The instant case before the Court is different, however. Here, Plaintiff has failed to allege any fact aimed at establishing reasonable diligence on his part. Following the denial of his claim for benefits in 2001, he never requested a copy of the plan policy or at least a SPD. Almost nine years after this event, for some unknown reason it dawned on Plaintiff to contact MetLife’s offices in the hopes of obtaining a copy of his claim file. But by then, it was too late, his claim file had already been destroyed due to the length of time which had elapsed from its closing. Although Plaintiff argues that like the plaintiff in Ortega Candelaria he too was under the reasonable impression that he had 15 years to file suit, this is a false comparison. The plaintiff in Ortega Candelaria reasonably believed that the 15 year statute of limitations applied because the copy of the plan he requested contained no limitations period. And even though he thought he had 15 years to sue, the plaintiff in that case filed suit almost four years after the denial of his claim for benefits. Here, Plaintiff made no effort to obtain a copy of the plan and he waited almost nine years after the denial of his claim for benefits to file suit.3 Thus, he is on different footing than the plaintiff in Ortega Candelaria. See also Baldwin, 466 U.S. at 151, 104 S.Ct. 1723 (“One who fails to act diligently cannot invoke equitable principles to excuse that lack of diligence.”)

Moreover, when evaluating whether equitable tolling proceeds courts must also take into account the degree to which the delay prejudices the defendant. Kale v. Combined Ins. Co. of America, 861 F.2d 746 (1st Cir.1988). Here, Defendants *30have made an adequate showing of prejudice by pointing out the amount of time that has elapsed since plaintiffs injury-eleven years-and the fact that the claim file in this case has been destroyed. Defendants warn the Court will be in a tenuous position when reviewing the administrative denial of Plaintiffs claim, due to the destruction of the claim file. Moreover, they suggest that at this point in time it would be extremely prejudicial to gather evidence about events that transpired more than a decade ago. The Court is in agreement with these assessments and thus finds that Defendants have made an adequate showing of prejudice.
= = = = =
## Activity
In the court excerpt, how long after the denial of his claim for benefits did the plaintiff in Ortega Candelaria file suit? The items that follow have no connection to the court excerpt.

## Dataset excerpts
= = = = =
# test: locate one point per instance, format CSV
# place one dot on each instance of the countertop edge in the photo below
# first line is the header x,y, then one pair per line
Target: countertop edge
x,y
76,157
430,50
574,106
= = = = =
## Response area
Almost four years after the denial.